DATASET.

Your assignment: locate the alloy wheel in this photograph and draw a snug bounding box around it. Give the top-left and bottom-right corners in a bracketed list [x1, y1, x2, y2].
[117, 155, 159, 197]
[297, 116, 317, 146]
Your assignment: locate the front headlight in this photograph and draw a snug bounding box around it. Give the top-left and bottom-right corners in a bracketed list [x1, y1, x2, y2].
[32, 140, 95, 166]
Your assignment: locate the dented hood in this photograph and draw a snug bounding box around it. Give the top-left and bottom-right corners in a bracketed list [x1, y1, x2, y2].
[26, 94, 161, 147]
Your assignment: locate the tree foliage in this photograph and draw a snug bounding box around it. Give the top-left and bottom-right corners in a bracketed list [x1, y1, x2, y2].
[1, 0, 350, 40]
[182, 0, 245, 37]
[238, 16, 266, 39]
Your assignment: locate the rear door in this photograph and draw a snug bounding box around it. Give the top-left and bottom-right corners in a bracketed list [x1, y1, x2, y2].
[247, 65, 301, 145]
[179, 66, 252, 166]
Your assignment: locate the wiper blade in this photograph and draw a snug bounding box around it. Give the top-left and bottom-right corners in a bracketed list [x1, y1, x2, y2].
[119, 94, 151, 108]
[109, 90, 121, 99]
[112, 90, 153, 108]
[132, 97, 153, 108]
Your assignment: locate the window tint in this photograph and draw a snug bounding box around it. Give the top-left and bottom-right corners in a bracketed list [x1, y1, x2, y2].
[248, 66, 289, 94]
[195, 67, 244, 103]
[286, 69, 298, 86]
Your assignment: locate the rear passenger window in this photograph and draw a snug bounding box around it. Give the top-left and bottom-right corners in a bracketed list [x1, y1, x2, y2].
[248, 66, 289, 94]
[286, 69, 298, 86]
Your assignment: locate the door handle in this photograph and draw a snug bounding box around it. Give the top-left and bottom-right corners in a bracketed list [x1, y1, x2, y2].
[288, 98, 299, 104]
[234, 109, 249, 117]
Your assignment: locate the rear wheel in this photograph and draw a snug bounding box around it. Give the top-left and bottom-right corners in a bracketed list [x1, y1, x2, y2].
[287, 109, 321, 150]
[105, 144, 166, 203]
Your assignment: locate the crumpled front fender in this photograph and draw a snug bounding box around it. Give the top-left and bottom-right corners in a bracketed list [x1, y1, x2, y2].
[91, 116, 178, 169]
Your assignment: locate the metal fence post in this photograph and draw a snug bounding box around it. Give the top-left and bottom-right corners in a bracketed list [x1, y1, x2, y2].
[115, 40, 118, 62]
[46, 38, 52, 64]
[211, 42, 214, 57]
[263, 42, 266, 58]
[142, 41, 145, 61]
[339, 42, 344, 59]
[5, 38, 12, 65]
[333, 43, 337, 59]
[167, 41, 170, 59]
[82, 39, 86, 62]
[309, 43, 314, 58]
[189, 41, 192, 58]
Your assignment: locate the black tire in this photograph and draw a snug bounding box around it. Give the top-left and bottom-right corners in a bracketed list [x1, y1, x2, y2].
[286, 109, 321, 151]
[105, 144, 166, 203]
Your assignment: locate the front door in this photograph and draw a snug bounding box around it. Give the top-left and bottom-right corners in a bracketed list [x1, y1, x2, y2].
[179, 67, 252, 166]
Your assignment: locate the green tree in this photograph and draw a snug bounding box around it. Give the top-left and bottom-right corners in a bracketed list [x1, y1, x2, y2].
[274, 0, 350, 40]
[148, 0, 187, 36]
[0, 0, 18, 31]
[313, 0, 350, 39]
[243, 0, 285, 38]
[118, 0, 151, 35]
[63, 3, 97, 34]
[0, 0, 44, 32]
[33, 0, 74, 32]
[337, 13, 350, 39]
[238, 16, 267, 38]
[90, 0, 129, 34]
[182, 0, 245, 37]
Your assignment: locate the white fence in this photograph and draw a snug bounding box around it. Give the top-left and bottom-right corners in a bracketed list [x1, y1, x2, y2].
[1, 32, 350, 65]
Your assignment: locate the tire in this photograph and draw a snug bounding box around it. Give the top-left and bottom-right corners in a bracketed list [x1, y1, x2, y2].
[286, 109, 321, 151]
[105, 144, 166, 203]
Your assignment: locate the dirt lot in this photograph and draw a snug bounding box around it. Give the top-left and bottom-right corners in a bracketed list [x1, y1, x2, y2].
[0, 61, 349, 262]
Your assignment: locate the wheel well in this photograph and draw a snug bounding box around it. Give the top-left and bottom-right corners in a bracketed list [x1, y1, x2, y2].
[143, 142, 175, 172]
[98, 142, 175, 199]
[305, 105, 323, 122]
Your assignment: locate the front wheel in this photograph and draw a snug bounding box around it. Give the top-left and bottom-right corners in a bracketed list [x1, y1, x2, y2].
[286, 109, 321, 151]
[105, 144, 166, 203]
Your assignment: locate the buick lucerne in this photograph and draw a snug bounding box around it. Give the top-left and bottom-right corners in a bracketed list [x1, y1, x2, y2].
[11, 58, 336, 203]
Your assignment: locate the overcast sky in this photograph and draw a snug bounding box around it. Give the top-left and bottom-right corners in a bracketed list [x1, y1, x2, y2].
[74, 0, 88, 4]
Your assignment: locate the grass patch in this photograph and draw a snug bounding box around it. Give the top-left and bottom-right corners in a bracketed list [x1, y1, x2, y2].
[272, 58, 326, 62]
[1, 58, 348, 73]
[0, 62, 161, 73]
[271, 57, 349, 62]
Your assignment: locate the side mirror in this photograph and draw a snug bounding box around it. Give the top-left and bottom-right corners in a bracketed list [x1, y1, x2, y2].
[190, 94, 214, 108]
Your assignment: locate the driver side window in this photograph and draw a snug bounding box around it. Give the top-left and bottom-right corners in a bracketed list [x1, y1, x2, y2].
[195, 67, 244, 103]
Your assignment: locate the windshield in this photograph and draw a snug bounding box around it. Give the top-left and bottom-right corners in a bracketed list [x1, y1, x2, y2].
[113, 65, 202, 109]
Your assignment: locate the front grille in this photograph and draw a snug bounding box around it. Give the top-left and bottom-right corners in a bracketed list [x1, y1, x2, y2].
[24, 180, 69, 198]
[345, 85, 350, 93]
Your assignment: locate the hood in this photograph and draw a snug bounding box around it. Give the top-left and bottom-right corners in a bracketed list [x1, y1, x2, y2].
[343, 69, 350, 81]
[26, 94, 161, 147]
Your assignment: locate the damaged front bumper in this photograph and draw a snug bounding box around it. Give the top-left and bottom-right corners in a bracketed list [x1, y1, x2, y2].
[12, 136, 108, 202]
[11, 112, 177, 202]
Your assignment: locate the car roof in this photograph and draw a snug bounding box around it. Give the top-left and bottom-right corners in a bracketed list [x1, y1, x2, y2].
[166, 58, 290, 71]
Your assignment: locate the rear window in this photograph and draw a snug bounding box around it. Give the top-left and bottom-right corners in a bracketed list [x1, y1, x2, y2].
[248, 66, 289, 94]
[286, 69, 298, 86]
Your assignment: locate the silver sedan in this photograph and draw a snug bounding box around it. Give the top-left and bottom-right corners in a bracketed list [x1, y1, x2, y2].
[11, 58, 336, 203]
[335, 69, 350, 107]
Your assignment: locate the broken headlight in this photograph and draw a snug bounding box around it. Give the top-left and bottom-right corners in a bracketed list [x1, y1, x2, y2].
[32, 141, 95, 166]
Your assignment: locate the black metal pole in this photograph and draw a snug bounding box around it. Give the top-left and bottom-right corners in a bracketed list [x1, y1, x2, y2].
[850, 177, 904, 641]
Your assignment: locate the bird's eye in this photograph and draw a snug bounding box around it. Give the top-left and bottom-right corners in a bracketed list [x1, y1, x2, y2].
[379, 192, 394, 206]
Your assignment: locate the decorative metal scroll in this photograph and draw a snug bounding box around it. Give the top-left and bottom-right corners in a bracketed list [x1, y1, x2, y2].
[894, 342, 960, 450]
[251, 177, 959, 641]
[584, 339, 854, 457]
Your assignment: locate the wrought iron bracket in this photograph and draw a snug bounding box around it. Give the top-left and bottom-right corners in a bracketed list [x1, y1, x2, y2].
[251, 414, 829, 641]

EXERCISE.
Repeat exactly the lines of the material from the one with "Your assignment: locate the silver" through the end, both the first and the last included.

SOLUTION BELOW.
Your assignment: locate the silver sedan in this photograph and draw a snug bounding box around it. Give the top-left and bottom-right corners in a bracketed list [x1, y1, x2, y2].
[11, 58, 336, 203]
[335, 69, 350, 107]
Your assignment: locate the broken headlight in this photograph and draw a snug bounding box around it. Give the top-left and bottom-right corners in a bracketed list [x1, y1, x2, y2].
[32, 141, 95, 166]
Your assignment: locate the black metal pole in this photograph and draw a snug bounding box around it. Give the top-left and bottom-right corners in a bracketed list [x1, y1, x2, y2].
[850, 177, 904, 641]
Your assignment: locate the bird's eye in this photograph and draw a snug bounding box around it. Give the top-left and bottom-right corners in a bracketed list [x1, y1, x2, y2].
[379, 192, 394, 206]
Your assignment: locate the decorative metal scroll in this photograph and draw a snug bounding box around it. Give the top-left and bottom-right corners in a bracketed list [x1, y1, x2, y2].
[894, 342, 960, 450]
[251, 177, 959, 641]
[584, 339, 854, 457]
Your assignment: locate the wrought iron bracket in this photograph and draw a snug bounding box around it. Give the top-left and bottom-right corners in a bracketed list [x1, y1, x2, y2].
[251, 414, 829, 641]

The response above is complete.